━━━━━ TEXT BLOCK
Muhammed Said Abdulla or Abdullah (25 April 1918 – March 1991), was a Tanzanian Swahili novelist who is often credited as a pioneer of Swahili popular literature.

Life
Muhammed Said Abdulla was born in Makunduchi, Zanzibar to a Muslim family. He received his secondary education at a missionary school, and after graduating in 1938, began working for the state Civil Health Department as an inspector. While there he served as editor for the Department of Agriculture's Swahili Bulletin. Abdulla went into journalism and in 1948, he became editor of the newspaper Zanzibari. He later became assistant editor of Al-Falaq, Afrika Kwetu, and Al Mahda. From 1958 to his retirement in 1968 he served as editor of the agricultural magazine Mkulima.
━━━━━━━━━━
━━━━━ SUPPLIED INFORMATION
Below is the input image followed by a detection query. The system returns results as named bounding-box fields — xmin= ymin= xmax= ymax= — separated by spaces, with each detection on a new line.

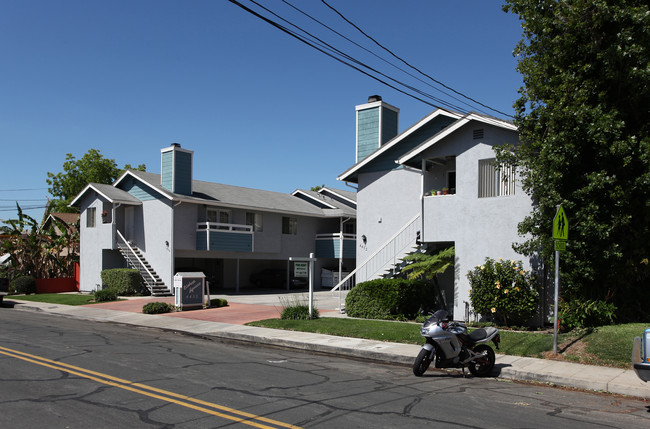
━━━━━━━━━━
* THE TASKS
a - According to the Abdulla biography, in what year did he become editor of the newspaper Zanzibari?
b - Please list every publication the Abdulla biography says he served as editor or assistant editor of.

* ANSWERS PROVIDED
a - 1948

b - Swahili Bulletin, Zanzibari, Al-Falaq, Afrika Kwetu, Al Mahda, Mkulima